begin

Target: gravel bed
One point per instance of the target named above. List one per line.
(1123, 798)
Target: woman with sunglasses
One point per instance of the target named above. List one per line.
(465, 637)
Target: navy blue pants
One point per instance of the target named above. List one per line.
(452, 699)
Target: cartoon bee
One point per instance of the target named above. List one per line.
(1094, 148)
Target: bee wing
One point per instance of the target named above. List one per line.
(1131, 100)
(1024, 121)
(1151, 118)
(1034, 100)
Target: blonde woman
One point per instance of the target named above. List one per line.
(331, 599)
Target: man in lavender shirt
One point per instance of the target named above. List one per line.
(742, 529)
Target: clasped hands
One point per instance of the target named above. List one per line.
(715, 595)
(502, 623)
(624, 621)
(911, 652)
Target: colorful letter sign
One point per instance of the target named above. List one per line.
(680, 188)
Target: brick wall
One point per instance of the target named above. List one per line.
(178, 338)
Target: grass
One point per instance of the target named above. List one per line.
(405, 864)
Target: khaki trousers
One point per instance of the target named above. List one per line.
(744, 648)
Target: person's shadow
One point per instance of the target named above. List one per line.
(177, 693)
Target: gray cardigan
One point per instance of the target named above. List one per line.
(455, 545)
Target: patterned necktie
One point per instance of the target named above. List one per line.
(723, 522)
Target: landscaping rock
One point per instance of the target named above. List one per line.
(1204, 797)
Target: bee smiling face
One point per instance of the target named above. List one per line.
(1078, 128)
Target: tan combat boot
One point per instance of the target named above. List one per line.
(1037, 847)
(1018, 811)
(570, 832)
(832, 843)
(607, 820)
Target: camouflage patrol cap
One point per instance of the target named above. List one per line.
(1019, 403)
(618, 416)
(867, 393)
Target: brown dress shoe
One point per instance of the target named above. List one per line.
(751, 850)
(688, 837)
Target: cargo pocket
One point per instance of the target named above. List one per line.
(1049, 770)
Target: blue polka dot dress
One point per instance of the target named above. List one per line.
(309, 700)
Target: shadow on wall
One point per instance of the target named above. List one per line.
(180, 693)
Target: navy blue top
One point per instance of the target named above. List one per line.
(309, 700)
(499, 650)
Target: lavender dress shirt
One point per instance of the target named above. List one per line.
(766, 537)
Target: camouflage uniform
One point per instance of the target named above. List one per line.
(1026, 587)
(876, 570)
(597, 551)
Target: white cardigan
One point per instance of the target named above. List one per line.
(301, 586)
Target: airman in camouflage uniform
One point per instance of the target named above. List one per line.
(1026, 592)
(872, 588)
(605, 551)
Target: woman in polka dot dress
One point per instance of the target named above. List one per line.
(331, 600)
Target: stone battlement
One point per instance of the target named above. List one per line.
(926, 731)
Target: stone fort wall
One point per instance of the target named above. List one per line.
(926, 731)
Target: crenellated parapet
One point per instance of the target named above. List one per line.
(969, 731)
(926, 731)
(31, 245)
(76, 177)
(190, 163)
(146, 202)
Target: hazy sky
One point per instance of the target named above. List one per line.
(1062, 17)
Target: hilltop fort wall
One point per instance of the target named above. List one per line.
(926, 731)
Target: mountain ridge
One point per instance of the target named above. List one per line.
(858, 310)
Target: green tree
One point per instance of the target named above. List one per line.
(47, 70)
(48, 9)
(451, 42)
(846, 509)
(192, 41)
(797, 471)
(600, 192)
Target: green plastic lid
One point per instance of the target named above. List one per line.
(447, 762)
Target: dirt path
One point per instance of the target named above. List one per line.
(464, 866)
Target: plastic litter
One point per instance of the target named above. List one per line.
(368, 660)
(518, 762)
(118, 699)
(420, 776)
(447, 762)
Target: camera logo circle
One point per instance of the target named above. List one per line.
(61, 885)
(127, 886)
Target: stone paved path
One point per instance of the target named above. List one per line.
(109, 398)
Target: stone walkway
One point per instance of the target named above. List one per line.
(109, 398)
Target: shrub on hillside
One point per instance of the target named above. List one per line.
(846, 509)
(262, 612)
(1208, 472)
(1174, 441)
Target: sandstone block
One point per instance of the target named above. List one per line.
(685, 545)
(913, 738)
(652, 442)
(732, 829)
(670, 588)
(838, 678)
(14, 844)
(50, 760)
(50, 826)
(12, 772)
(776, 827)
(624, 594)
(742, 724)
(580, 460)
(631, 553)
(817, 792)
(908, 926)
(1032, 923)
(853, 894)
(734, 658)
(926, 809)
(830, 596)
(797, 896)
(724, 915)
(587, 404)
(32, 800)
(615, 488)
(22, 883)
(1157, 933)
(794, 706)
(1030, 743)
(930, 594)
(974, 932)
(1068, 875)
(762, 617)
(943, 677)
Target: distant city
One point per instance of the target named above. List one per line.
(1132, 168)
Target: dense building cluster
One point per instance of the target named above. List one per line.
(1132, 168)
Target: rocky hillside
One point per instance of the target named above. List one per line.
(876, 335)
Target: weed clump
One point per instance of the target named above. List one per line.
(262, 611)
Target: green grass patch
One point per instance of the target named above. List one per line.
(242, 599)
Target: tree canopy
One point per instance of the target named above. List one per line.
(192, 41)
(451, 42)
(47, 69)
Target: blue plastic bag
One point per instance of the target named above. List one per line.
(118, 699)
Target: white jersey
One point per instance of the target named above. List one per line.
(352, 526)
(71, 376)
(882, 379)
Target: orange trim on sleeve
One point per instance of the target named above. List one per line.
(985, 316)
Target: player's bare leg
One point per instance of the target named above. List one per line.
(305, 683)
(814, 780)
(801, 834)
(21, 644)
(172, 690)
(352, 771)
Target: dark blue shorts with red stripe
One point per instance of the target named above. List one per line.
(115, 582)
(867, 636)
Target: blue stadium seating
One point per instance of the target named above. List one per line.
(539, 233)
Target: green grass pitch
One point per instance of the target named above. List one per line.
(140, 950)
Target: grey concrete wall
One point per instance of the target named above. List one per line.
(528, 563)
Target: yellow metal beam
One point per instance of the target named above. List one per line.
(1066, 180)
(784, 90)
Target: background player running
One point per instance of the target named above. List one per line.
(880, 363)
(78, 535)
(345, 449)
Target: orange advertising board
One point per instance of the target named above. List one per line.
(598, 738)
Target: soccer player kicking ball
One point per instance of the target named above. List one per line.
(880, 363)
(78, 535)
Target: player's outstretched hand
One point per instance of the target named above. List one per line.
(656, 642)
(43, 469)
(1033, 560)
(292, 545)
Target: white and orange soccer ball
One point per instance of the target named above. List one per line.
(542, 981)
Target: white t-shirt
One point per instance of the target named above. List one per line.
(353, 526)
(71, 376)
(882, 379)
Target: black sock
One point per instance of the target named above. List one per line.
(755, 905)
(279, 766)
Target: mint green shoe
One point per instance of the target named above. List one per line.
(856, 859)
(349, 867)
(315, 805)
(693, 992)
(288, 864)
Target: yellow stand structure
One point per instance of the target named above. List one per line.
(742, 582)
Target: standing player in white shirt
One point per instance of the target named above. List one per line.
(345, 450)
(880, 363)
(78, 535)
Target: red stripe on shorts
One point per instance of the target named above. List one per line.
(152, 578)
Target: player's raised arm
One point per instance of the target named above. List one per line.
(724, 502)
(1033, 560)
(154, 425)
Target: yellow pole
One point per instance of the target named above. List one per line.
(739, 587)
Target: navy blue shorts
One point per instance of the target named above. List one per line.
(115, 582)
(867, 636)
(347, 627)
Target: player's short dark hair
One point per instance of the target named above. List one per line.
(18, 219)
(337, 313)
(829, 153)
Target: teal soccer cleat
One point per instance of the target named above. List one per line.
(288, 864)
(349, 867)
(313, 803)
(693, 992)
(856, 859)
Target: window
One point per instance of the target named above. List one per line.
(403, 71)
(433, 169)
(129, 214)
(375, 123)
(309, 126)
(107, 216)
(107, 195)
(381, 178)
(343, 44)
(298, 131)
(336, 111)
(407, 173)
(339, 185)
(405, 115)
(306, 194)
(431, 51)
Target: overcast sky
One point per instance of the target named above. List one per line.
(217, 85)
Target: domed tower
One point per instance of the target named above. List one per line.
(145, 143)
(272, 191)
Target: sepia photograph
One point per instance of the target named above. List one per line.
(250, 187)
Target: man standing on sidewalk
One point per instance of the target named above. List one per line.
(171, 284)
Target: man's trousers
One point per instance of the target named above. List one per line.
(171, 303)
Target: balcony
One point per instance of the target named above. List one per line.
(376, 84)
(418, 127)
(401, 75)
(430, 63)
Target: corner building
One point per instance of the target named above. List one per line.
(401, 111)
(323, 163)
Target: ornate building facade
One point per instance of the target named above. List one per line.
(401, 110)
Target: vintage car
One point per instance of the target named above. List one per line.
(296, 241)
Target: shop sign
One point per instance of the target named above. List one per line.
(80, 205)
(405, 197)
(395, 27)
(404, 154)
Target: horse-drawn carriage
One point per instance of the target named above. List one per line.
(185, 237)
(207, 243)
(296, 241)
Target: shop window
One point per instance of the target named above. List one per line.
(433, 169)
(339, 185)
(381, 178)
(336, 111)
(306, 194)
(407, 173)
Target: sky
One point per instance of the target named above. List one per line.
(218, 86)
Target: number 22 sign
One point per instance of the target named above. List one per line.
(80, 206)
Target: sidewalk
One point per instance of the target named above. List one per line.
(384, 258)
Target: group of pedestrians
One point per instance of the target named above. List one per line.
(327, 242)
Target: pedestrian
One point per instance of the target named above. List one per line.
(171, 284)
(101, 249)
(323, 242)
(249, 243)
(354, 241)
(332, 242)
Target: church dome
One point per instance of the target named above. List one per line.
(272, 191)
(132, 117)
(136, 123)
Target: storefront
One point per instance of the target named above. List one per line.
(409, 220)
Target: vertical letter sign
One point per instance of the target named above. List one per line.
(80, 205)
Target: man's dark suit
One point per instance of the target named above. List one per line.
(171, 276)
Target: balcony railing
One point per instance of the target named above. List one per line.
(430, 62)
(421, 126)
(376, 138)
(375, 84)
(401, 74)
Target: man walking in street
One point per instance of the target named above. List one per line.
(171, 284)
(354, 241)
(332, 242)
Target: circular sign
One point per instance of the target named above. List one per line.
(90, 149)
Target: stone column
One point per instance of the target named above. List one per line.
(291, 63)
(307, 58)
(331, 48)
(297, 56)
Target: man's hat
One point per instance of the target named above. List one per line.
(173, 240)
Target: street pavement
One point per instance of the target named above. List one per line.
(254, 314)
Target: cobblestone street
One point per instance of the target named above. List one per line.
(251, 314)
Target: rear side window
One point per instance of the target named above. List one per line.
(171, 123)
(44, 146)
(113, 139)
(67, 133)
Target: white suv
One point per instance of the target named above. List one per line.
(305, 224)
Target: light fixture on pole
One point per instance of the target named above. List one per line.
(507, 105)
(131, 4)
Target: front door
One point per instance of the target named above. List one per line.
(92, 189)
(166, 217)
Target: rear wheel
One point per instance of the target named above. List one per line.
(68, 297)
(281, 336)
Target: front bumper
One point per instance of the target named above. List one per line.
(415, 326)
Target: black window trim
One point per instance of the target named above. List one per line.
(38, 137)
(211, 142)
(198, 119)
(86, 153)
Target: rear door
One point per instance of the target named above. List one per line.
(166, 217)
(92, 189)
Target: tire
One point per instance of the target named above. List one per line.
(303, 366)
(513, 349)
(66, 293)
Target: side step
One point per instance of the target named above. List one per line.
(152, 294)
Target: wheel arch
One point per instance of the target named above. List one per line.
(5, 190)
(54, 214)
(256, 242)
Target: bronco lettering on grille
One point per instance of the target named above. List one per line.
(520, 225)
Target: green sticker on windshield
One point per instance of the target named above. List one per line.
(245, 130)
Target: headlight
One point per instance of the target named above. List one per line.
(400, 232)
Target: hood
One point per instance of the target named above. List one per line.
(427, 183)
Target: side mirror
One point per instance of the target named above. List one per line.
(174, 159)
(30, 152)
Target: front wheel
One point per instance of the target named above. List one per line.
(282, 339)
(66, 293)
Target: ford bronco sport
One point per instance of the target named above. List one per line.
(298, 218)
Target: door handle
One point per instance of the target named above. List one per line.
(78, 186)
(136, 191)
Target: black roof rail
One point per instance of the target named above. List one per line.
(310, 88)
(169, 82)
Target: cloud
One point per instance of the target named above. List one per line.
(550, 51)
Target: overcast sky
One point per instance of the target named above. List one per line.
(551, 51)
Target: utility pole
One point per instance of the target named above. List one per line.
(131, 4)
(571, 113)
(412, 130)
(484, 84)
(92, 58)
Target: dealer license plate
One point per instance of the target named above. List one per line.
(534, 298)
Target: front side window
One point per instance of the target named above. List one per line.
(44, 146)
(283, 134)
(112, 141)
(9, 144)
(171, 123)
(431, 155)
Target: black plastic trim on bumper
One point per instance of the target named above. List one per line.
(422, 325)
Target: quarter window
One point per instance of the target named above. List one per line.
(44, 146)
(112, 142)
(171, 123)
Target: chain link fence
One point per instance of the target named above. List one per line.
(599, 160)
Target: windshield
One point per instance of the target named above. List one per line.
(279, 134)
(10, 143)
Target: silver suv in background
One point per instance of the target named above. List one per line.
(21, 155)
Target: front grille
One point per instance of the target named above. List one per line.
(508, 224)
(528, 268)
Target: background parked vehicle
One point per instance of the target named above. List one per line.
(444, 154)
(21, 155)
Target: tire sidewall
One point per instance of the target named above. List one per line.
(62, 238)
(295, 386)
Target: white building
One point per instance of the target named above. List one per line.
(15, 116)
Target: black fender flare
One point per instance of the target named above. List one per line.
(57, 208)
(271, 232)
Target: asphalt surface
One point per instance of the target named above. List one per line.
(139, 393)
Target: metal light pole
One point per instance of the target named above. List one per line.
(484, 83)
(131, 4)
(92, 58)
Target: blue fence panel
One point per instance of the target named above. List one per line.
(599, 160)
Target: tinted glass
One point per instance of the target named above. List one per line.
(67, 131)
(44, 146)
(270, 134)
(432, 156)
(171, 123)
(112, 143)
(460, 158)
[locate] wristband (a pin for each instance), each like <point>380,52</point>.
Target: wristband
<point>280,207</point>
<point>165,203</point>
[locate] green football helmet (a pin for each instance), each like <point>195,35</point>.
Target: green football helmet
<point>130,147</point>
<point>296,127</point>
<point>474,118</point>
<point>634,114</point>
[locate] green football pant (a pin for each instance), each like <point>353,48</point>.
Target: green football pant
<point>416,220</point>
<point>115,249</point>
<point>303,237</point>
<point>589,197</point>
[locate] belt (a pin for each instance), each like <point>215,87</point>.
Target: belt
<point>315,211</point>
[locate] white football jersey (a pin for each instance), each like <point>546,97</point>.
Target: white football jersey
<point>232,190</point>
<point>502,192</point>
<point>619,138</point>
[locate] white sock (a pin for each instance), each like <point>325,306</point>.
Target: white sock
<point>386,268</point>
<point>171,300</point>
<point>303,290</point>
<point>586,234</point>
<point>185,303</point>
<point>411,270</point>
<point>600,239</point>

end

Rewrite the lines of the records between the line holding "Target: silver suv in background" and the line holding "<point>634,114</point>", inclusive, and no others, keeping every request line as it is, including its sample point. Multiply each point coordinate in the answers by 0.4 and round the result to a whole number, rounding halves up.

Target: silver suv in background
One point per instance of the target named above. List one per line.
(8, 62)
Target: front grille
One point per instance of the target named above. List one per line.
(203, 90)
(211, 107)
Target: background parked vehicle
One point per instance of the target named above. List one per line.
(178, 62)
(8, 62)
Target: tire sidewall
One point per instance of the target named above. List one per line.
(25, 95)
(118, 154)
Target: white building
One point per instance of the target named above. List one per line.
(6, 46)
Target: black fender flare
One point per instance of the target named above. List one per line.
(23, 83)
(108, 93)
Target: asphalt surface
One point per instance of the target named above. List one per line.
(56, 157)
Target: metal light pole
One point per instance of the target named above. List one per line.
(194, 33)
(52, 2)
(37, 23)
Target: blue fence panel
One point per instance of the target named above. List one per line.
(240, 64)
Target: tinted glass
One point per instance of the target named above. List one per line.
(27, 52)
(18, 58)
(108, 54)
(173, 62)
(68, 49)
(45, 57)
(184, 63)
[locate] wristband (a pin for each instance), each like <point>380,52</point>.
Target: wristband
<point>112,83</point>
<point>66,81</point>
[locate] green football helmet (a pin for each instance), each like <point>195,35</point>.
Target: green football helmet
<point>52,59</point>
<point>118,51</point>
<point>190,47</point>
<point>254,46</point>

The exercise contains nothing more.